— What to do —
Pull out each line in the data below that contains the word "black".

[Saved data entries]
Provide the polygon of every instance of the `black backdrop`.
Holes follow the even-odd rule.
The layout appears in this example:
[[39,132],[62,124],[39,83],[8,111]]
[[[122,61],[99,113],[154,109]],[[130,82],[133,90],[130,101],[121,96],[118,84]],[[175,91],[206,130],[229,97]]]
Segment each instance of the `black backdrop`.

...

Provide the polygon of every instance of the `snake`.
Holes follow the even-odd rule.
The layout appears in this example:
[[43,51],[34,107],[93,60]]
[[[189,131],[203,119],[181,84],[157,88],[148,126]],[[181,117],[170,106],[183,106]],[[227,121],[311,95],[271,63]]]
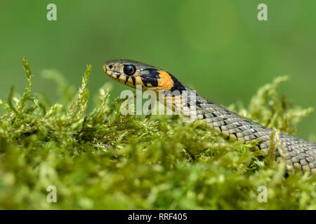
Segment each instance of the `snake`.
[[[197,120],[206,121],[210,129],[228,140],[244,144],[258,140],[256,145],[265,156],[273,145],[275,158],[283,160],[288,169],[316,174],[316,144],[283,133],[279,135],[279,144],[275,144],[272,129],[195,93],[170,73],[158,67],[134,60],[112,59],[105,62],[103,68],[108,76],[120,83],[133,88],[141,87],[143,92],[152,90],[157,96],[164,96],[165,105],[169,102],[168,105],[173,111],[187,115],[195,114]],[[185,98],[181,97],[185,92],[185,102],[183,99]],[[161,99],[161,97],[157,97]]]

* * *

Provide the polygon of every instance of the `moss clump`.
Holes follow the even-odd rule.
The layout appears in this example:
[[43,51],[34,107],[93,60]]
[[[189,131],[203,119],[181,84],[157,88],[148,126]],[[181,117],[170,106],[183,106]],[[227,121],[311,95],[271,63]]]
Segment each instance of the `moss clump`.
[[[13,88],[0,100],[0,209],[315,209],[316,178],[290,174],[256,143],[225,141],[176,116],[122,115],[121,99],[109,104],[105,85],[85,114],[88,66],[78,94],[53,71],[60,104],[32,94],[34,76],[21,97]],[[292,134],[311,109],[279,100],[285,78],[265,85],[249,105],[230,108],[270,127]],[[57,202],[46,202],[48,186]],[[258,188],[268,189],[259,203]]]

— Correct result —
Provide the polygon of every instance of the `black backdrop`.
Segment each instance of the `black backdrop`.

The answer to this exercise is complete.